- _WHAT TO PRODUCE_: Render every line of the records below as a JSON list of strings, one string per line, leaving out blank lines and the pictures.

## start

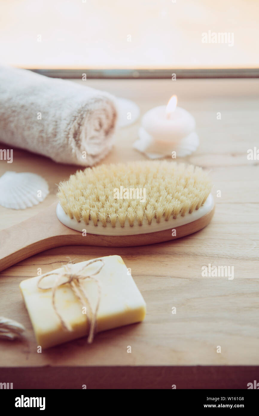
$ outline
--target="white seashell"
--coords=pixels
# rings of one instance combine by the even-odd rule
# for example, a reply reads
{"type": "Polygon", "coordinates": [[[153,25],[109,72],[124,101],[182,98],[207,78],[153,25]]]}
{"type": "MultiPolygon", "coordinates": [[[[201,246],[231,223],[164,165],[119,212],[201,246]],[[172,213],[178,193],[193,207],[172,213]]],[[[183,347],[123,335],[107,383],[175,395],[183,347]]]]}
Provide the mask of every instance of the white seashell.
{"type": "Polygon", "coordinates": [[[42,202],[49,193],[46,181],[27,172],[6,172],[0,178],[0,205],[25,209],[42,202]]]}
{"type": "Polygon", "coordinates": [[[139,117],[139,107],[133,101],[117,98],[116,104],[119,127],[124,127],[133,124],[139,117]]]}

## end

- _EXERCISE OUTPUT_:
[
  "$ outline",
  "--target=\"white seashell\"",
  "--coords=pixels",
  "# rings of one instance combine by the even-odd rule",
  "# for example, a reply reads",
  "{\"type\": \"Polygon\", \"coordinates\": [[[153,25],[109,72],[124,101],[182,98],[207,78],[153,25]]]}",
  "{\"type\": \"MultiPolygon\", \"coordinates\": [[[[201,246],[231,223],[164,165],[119,212],[201,246]],[[172,213],[178,193],[193,207],[172,213]]],[[[183,347],[123,335],[107,383],[175,395],[183,347]]]]}",
  "Provide the mask of every instance of the white seashell.",
  "{\"type\": \"Polygon\", \"coordinates\": [[[42,202],[49,193],[46,181],[27,172],[6,172],[0,178],[0,205],[25,209],[42,202]]]}",
  "{\"type\": \"Polygon\", \"coordinates\": [[[139,117],[139,107],[133,101],[117,98],[116,104],[119,127],[124,127],[133,124],[139,117]]]}"
]